→ The tasks:
**1.** In the literature review excerpt on utilitarian moral judgment, which hypothesis is said to have moderate evidence in its support?
**2.** Extend the literature review excerpt on utilitarian moral judgment, beginning after its final sentence.

→ Document excerpt:

## Start

Overall, the results of this literature review provide moderate evidence in support of hypothesis 1a, according to which activation of system 2 processes increased the frequency of utilitarian moral judgment. Hypothesis 1b, according to which activation of system 1 processes leads to decreased frequency of utilitarian moral judgment, also looks supported by the evidence, but the picture is more ambiguous than in the case of H1a. The main point is that higher affect is not unambiguously related to decreased frequency of utilitarian moral judgments, but the relation seems to be affected by valence such that negative affect behaves in line with H1b, but positive affect does not. In other words, depending on its valence, affect decreases or increases the frequency of utilitarian moral judgments. Given the large number of situational factors, and possible interactions, further investigation of H1b must systematically investigate whether and how increased affect decreases utilitarian judgment. It is tempting to suggest that positive mood would work by increasing the activation of system 2 and thereby account for the effect of some situational factors related to positive affect. It would be interesting to see, in future work, why this should be the case. It might also provide an avenue to investigate some of the findings about the influence of personality factors, such a psychopathy, on moral judgment.

## End

→ Records shown:
## Start

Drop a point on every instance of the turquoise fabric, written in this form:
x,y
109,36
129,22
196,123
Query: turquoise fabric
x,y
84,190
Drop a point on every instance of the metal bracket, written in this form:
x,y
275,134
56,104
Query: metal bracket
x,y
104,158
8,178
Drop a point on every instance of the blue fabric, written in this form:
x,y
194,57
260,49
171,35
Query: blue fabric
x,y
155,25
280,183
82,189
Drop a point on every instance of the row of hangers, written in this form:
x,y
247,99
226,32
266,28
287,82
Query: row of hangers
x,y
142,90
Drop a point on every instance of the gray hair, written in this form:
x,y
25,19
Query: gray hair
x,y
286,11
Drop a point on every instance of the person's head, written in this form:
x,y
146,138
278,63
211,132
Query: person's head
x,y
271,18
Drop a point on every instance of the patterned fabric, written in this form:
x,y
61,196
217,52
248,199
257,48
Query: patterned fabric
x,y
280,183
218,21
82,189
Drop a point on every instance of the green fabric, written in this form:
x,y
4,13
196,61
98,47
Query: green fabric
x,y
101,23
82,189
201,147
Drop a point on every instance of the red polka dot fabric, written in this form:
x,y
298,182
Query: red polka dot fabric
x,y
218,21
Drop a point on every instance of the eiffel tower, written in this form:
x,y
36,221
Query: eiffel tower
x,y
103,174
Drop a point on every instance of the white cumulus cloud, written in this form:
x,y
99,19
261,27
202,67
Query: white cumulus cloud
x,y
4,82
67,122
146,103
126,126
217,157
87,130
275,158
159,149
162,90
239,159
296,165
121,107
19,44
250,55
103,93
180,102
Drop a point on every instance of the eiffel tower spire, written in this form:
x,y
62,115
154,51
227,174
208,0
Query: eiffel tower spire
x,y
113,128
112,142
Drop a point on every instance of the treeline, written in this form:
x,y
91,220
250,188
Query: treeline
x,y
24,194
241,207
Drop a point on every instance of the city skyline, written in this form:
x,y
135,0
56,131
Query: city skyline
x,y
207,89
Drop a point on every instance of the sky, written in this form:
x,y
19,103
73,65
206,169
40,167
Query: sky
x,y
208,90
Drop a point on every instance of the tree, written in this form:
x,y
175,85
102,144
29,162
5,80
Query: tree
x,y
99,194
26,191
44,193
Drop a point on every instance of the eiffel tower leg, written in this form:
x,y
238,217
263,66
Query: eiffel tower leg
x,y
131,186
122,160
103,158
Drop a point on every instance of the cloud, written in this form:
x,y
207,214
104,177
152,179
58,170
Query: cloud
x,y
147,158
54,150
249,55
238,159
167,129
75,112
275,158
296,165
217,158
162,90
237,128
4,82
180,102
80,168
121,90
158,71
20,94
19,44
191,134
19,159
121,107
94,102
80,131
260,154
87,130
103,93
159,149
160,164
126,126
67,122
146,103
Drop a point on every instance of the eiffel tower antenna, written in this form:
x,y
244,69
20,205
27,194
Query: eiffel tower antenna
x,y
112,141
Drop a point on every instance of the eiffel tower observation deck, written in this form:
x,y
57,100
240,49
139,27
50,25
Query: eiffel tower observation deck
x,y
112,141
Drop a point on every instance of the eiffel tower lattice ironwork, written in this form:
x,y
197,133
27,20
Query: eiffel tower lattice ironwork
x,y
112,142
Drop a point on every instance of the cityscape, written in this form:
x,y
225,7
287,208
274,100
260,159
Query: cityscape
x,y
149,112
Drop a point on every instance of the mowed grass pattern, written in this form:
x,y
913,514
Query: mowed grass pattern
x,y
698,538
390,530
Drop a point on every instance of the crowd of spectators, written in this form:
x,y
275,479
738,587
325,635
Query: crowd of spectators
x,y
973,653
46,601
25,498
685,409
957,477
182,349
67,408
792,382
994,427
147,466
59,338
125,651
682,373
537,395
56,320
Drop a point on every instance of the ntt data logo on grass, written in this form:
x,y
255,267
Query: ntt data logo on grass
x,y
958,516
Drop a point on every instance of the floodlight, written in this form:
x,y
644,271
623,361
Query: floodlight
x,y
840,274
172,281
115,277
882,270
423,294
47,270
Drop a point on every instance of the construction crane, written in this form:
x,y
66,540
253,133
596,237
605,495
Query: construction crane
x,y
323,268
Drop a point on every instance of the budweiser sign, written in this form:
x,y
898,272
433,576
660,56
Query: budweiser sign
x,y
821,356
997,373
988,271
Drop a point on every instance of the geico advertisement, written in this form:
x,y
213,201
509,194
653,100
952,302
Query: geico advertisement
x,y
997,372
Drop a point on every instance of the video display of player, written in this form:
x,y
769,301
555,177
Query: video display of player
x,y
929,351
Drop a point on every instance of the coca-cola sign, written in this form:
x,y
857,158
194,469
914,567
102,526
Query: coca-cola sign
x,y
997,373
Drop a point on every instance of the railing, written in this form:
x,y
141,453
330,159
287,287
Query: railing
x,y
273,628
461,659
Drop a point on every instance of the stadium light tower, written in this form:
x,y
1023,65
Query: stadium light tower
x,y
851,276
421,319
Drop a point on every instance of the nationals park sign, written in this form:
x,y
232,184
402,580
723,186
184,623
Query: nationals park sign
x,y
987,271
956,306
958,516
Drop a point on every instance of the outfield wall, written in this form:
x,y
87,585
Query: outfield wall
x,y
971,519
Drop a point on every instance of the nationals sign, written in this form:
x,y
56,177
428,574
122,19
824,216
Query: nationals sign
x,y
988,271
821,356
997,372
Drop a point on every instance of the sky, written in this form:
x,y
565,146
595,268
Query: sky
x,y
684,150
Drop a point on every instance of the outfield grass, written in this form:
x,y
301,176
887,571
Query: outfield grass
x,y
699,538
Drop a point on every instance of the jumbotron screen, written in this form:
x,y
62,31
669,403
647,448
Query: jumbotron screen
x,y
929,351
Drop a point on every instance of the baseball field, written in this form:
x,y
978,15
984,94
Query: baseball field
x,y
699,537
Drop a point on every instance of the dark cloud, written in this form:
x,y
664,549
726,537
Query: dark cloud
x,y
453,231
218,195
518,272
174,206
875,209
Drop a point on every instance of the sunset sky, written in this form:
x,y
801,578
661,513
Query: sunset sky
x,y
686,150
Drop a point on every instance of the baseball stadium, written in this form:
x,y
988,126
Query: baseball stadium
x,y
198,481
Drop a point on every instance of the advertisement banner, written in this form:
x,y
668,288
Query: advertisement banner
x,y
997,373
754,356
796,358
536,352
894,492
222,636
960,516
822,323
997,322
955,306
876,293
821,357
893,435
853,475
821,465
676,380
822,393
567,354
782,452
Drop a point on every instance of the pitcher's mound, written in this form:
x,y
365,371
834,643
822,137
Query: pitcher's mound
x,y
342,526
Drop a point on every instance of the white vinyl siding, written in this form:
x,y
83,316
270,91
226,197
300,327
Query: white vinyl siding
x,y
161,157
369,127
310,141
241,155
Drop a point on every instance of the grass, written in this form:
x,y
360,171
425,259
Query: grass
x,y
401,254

## End

→ Responses per task:
**1.** Hypothesis 1a, which holds that activating system 2 processes increases the frequency of utilitarian moral judgment.

**2.**
About H2, there were indeed some situational factors, of which causal role is but one, that cannot obviously be traced to system 1 or 2 activation, and that seem best explained by the hypothesis that the locus of intervention affects peoples moral judgments, thus providing support for H2. Moreover, these findings put pressure on the view that the dual process theory of moral judgment can explain the effects of all found situational factors. This, in turn, puts pressure on the claim that a dual process theory of moral judgment can give a complete account of moral judgment. Instead, there are reason to think that there are domain-general processes, such as causal reasoning, that carry over to moral judgment.

More generally, this review confirms strongly the ‘trolley effect’, the affirmation of action (which corresponds to a utilitarian judgment) in impersonal dilemmas like switch and the disproportionate rejection of action (which corresponds to a deontological response) in personal dilemmas like push. The effect persisted, with considerable effect size, across multiple studies with a large number of participants, as pointed out in the results section.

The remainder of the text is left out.